[PASSAGE SHOWN]
________________________
In additions to instructions, a program can include comments, labels, and directives. A comment begins with the character # and extends to the end of the line. Empty lines and lines containing only a comment are ignored. A comment can also occur after other items on a line.

A label name must begin with a letter and can contain only letters, digits, and the underscore character. Labels are case sensitive. A label name followed by a colon can be used to label a position in a program. Such a label can occur on a line by itself or preceding other content on a line. It is OK to have several such labels consecutively, even on the same line; all of those labels mark the same position in the program. Label names are also used in certain instructions, such as branch instructions.

The supported directives are .asciz, .word, and .space; they are case-sensitive. A directive must be followed by whitespace, then the data for the directive on the same line,

A .word directive is followed by a 16-bit integer, in the range -32768 o 65535 (or 0x0 to 0xFFFF in hexadecimal). This directive takes up one memory location in the assembled program, and the given number is laced into that location.
A .space directive is followed by a positive integer. It takes up several locations in memory, with the number of locations is given by the integer. Those locations are occupied by zeros in the assembled program.
An .asciz directive is followed by a string in double quotes. The string can contain the special escaped character sequences \", \n, and \\, representing a double quote, a line feed, and a single backslash. No other escape sequences are allowed. Except for the escape sequences, the string can contain only printable ASCII characters (with ASCII codes in the range 32 to 126). If the length of the string is N, it will take up N+1 locations in memory. Those locations contain the ASCII codes for the characters in the string, one character per location, followed by a zero to mark the end of the string.

A line can contain at most one instruction or directive, and an instruction or directive cannot extend over more than one line. White space is insignificant, except that there must be whitespace between a directive and its data, between an instruction name and its arguments, and between the arguments of an instruction.

The assembly language has 14 instructions that correspond directly to machine language instructions. In this table, $ra, $rb, and $rc must be replaced by legal register names:

add $ra $rb $rc	Reg[ra] = Reg[rb] + Reg[rc]
sub $ra $rb $rc	Reg[ra] = Reg[rb] - Reg[rc]
mul $ra $rb $rc	Reg[ra] = Reg[rb] * Reg[rc]
div $ra $rb $rc	Reg[ra] = Reg[rb] / Reg[rc]
sll $ra $rb $rc	Reg[ra] = Reg[rb] << Reg[rc]
srl $ra $rb $rc	Reg[ra] = Reg[rb] >>> Reg[rc]
nor $ra $rb $rc	Reg[ra] = ~(Reg[rb] \| Reg[rc])
________________________
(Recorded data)
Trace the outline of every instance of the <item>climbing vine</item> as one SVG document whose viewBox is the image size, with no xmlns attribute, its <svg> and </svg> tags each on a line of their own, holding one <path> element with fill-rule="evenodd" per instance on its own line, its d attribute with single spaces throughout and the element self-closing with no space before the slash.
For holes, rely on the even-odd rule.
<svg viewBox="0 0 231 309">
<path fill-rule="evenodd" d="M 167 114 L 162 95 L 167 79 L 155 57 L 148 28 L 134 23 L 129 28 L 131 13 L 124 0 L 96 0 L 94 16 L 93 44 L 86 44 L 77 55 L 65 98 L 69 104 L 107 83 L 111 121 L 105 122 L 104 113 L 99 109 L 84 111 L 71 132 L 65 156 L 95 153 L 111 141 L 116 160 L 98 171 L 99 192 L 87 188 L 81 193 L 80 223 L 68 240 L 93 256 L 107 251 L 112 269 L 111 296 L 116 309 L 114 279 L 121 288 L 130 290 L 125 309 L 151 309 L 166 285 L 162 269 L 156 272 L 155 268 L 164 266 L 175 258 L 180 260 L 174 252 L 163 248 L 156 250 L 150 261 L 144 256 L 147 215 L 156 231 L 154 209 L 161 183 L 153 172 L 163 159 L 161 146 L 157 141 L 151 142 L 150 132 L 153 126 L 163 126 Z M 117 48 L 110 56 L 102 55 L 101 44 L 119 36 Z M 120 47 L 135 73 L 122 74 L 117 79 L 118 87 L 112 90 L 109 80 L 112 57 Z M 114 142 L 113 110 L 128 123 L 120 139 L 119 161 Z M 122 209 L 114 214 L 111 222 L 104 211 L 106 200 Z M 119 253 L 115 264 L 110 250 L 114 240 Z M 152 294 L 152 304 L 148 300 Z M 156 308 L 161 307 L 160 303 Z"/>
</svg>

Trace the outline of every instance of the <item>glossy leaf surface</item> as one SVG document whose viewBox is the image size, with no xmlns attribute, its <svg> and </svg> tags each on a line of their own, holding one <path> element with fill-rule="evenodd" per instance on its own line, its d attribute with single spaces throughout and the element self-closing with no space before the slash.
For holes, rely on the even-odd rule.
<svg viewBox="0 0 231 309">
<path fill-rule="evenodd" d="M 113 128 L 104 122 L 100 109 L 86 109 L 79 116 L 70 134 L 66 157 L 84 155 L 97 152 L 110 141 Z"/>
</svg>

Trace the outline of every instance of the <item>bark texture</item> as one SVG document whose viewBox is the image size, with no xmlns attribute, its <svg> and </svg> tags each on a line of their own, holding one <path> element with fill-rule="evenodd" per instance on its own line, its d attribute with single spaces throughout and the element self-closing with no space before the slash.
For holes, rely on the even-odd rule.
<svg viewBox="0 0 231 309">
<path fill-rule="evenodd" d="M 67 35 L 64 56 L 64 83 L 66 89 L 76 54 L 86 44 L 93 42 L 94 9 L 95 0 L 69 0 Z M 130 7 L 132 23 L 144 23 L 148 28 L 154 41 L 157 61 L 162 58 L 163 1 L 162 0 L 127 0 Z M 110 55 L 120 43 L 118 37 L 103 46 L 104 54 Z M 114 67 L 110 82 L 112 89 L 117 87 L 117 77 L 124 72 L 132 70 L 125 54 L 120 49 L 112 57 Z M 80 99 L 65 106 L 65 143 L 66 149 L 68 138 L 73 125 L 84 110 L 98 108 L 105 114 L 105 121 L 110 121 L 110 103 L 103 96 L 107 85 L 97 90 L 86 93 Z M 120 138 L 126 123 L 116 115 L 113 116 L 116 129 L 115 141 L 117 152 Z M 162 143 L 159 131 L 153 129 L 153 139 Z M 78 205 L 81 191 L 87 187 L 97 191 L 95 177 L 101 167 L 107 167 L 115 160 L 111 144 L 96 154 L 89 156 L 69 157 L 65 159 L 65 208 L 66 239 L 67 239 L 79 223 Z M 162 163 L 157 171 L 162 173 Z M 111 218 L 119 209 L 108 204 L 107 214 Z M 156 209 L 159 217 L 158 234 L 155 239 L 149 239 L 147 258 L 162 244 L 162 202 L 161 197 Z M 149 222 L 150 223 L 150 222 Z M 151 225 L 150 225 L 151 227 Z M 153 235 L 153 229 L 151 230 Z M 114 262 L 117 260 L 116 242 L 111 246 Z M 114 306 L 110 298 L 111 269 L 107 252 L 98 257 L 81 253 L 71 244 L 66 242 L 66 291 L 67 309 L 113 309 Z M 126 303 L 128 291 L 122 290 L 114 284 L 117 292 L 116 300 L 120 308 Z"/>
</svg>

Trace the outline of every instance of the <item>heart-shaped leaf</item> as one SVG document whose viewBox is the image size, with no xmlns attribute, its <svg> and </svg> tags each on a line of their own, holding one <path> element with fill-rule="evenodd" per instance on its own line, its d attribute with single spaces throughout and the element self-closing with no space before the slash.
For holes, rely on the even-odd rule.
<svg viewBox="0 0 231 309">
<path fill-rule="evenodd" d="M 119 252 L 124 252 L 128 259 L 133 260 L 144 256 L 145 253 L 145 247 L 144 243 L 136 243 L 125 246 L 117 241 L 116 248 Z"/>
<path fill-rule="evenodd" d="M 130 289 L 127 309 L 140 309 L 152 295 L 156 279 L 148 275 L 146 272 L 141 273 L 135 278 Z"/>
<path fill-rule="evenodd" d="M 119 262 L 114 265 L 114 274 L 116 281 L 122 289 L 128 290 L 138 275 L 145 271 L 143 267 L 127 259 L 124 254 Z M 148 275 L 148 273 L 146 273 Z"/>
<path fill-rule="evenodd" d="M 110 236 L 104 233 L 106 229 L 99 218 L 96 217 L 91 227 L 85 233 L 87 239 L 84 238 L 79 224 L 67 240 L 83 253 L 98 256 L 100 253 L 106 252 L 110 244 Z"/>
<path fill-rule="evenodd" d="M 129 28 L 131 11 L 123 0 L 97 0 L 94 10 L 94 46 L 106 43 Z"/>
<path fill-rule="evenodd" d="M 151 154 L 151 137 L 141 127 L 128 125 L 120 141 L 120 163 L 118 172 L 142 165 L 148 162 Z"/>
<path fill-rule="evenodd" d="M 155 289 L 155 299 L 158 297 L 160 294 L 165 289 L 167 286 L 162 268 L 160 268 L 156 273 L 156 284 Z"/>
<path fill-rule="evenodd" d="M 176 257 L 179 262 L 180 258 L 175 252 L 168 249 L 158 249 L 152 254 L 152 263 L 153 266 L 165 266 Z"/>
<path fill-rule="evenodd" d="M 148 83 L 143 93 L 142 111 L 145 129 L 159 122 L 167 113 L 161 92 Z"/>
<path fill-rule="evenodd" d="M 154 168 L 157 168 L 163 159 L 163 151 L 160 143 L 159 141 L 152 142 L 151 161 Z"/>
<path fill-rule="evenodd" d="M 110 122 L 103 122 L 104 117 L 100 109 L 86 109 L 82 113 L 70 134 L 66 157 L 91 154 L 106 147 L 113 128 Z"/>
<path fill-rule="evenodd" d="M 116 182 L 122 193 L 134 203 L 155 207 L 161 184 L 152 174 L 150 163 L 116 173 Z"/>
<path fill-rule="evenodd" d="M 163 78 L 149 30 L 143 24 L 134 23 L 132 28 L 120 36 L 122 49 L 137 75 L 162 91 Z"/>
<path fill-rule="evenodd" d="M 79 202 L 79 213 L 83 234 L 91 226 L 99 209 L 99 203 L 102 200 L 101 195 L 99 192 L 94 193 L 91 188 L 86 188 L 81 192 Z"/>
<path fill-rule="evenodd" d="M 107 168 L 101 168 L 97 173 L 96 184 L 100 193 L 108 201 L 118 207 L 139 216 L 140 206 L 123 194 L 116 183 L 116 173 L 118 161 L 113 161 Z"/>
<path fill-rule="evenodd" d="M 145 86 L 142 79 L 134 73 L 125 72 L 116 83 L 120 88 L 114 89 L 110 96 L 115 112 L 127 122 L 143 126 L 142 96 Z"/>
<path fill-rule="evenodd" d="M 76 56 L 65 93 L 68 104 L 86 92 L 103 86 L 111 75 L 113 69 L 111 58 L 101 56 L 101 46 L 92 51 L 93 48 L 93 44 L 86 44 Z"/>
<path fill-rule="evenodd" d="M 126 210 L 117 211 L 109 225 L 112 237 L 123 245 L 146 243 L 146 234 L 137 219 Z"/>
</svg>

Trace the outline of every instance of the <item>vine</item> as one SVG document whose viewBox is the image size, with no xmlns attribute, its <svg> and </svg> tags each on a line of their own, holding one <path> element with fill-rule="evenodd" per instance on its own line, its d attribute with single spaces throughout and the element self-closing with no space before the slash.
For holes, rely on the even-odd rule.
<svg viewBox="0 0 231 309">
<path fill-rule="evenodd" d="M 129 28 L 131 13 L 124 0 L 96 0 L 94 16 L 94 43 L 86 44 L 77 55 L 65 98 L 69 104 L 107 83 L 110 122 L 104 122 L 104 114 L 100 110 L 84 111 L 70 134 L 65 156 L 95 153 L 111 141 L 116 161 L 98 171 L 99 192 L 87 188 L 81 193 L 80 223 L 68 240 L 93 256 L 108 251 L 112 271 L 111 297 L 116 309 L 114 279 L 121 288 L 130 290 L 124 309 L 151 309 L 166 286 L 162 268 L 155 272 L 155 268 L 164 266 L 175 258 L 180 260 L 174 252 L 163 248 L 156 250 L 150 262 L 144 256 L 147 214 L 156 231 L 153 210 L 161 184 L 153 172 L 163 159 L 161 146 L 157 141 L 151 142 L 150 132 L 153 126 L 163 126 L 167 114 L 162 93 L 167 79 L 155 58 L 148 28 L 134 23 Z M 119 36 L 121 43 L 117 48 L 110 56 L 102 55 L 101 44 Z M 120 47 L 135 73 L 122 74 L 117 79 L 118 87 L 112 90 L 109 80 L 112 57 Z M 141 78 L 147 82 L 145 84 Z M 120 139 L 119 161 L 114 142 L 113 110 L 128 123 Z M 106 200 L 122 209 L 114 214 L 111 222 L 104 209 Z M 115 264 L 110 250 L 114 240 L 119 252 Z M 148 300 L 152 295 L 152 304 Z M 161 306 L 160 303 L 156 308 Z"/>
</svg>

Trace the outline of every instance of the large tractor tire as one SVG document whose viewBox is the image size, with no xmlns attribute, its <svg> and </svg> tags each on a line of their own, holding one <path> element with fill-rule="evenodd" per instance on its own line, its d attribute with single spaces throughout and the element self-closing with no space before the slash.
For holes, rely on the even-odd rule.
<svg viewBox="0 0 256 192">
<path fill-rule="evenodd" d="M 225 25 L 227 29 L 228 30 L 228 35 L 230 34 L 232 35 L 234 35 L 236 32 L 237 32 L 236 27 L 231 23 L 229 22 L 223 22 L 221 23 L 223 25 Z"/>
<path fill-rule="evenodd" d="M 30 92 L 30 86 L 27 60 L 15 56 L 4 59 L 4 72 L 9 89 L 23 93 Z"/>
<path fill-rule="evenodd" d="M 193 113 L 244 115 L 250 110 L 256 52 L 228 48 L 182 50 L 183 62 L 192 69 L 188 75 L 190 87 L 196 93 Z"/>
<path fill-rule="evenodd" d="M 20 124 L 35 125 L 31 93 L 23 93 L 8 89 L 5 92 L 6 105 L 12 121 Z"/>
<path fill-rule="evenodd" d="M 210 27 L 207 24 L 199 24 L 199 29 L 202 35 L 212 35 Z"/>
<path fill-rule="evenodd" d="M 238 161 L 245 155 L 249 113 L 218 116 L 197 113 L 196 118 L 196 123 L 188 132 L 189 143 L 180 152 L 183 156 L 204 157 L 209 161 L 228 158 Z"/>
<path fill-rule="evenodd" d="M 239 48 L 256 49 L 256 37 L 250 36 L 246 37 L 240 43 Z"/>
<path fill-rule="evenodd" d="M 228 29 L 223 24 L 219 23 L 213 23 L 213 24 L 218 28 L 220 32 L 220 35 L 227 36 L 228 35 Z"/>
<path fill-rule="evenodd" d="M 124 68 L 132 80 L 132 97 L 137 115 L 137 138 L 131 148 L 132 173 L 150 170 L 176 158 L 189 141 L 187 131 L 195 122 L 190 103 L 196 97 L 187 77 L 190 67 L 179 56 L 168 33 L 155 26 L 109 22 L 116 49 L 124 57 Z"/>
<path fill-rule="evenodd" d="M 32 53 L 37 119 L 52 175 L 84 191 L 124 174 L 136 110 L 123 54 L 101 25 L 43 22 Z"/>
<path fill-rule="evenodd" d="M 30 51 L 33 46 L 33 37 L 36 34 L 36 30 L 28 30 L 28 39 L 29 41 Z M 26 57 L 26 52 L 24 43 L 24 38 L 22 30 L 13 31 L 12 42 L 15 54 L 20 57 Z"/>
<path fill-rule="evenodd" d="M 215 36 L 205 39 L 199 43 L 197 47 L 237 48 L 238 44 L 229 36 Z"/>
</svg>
________________________
[SET EXERCISE 1]
Using the assembly-language description, decide whether each statement agrees with it, answering yes or no and quoting the words that settle it: (a) label names are case sensitive; (b) one line may hold two directives; (c) an .asciz string of length N occupies N memory locations.
[SET EXERCISE 2]
Extend the assembly-language description past its final table row, the one for nor.
The material has nothing to do with the assembly-language description.

[REPLY 1]
(a) Yes: "Labels are case sensitive."
(b) No: "A line can contain at most one instruction or directive"
(c) No: "If the length of the string is N, it will take up N+1 locations in memory."

[REPLY 2]
slt $ra $rb $rc	Reg[ra] = (Reg[rb] < Reg[rc])? 0 : 1
li $ra LIMM	Reg[ra] = sign_extend(LIMM) LIMM is an integer in the range -128 to 255, but values from 128 to 255 are converted to the corresponding negative 8-bit number
lui $ra LIMM	Reg[ra] = LIMM << 8 LIMM is an integer in the range -128 to 255, but values from 128 to 255 are converted to the corresponding negative 8-bit number
lw $ra SIMM($rb)	Reg[ra] = Mem[ Reg[rb] + sign_extend(SIMM) ] SIMM is an integer in the range -8 to 15, but values from 8 to 15 are converted to the corresponding negative 4-bit number
sw $ra SIMM($rb)	Mem[ Reg[rb] + sign_extend(SIMM) ] = Mem[ra] SIMM is an integer in the range -8 to 15, but values from 8 to 15 are converted to the corresponding negative 4-bit number
jalr $ra $rb	temp = PC; PC = Reg[rb]; PC = Reg[ra]
syscall	call a system trap

The two branch instructions, which take numerical LIMM values as offsets in machine language, now take labels instead. However, the difference between the address of the instruction, plus one, and the address of the label must still be in the range -127 to 128. This ensures that the instruction corresponds to a single machine language instruction.

beqz $ra Label	if Reg[ra] == 0, then PC = address of Label.
bnez $ra Label	if Reg[ra] != 0, then PC = address of Label

The assembly language also introduces several "pseudoinstructions," which must be implemented using one or more machine language instructions. The implementation can make use of the assembler registers $12 and $13, if necessary.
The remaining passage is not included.